Records from a dataset:
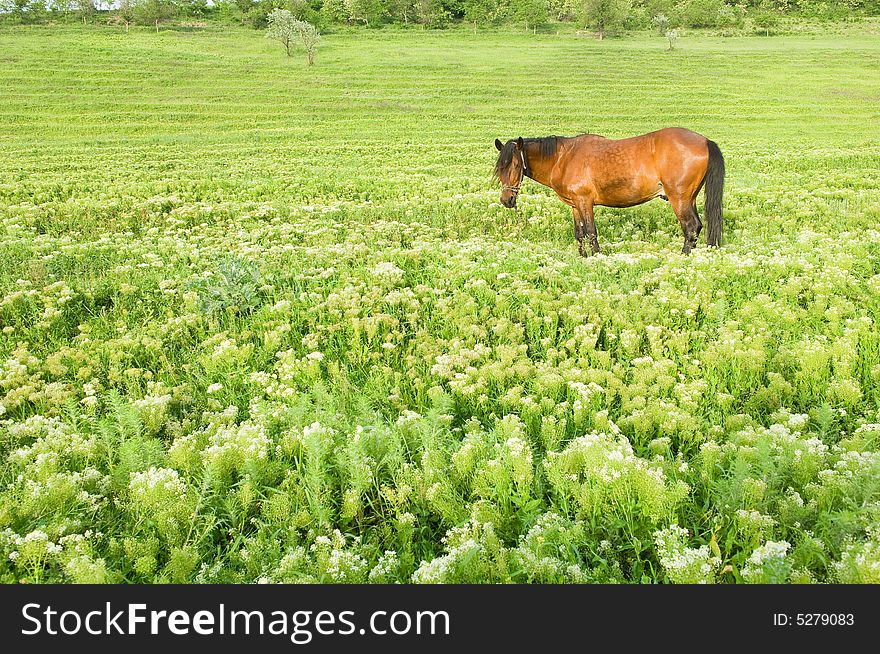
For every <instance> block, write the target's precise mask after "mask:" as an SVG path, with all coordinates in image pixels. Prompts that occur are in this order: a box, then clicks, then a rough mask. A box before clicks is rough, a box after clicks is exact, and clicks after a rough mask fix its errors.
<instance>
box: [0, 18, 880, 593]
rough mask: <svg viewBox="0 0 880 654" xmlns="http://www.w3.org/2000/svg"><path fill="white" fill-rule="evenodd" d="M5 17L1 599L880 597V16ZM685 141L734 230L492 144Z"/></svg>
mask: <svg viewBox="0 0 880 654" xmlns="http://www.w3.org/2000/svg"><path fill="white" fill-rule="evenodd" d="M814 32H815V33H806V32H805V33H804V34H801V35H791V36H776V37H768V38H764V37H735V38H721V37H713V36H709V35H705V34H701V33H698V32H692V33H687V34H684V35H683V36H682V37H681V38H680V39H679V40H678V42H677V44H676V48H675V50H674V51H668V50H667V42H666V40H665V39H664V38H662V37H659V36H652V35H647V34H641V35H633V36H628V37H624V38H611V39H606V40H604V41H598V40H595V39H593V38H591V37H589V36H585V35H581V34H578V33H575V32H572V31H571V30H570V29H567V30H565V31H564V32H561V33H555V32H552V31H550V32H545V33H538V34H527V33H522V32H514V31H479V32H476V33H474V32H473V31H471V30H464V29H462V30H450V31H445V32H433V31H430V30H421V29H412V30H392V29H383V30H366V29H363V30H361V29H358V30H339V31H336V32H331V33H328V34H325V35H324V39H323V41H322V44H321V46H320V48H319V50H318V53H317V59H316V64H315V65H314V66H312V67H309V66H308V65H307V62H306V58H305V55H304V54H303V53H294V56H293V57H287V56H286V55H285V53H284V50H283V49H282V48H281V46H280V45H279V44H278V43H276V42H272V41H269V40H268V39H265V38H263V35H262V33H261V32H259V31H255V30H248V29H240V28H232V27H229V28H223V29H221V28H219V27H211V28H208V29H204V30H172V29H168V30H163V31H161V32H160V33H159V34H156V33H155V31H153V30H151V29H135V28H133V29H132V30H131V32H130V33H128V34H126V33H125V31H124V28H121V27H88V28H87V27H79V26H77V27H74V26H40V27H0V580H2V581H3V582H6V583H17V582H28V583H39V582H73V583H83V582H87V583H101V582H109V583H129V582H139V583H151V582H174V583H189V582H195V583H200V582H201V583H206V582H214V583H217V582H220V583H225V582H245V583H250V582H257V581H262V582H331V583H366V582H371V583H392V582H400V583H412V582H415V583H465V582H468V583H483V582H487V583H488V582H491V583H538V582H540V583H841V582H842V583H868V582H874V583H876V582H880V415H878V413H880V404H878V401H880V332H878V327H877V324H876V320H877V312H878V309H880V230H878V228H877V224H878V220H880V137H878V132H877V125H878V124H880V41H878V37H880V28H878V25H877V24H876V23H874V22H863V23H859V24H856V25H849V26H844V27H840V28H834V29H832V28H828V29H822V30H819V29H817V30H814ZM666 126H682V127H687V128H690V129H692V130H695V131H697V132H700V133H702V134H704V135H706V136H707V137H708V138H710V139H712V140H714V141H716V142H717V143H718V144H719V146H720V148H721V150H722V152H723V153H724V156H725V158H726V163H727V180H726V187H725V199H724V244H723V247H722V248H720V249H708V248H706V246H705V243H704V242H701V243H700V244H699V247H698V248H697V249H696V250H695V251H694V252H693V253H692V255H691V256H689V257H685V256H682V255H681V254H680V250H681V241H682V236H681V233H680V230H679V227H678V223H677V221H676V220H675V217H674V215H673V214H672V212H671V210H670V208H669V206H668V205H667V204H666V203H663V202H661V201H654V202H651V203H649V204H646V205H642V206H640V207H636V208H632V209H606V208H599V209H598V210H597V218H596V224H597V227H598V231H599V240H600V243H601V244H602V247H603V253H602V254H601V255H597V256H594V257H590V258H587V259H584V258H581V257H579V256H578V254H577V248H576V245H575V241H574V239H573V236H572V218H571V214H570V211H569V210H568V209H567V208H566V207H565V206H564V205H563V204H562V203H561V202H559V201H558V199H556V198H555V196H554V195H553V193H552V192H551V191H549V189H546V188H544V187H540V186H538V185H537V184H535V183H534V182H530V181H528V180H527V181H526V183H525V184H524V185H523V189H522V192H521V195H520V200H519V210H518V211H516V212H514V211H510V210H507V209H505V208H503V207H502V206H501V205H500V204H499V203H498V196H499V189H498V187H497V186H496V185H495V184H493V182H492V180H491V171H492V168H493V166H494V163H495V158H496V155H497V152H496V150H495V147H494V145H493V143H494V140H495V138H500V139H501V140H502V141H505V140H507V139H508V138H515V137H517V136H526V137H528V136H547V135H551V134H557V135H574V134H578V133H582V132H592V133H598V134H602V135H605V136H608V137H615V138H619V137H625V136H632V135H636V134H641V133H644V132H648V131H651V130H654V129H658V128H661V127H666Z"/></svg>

▸ Try it
Exactly the lines from the top of the entries through the line with "box: [0, 18, 880, 593]", inclusive, must be given again, with every picture omitted.

▸ Result for this exercise
For every <instance> block, write the target's precise mask after "mask:" as an SVG path, with all coordinates in image pixels. Prompts that occur are in this order: a box, then clicks, then a rough mask. A box before clicks is rough, a box after clicks is exact, and clicks after a rough mask fix its errors.
<instance>
box: [0, 18, 880, 593]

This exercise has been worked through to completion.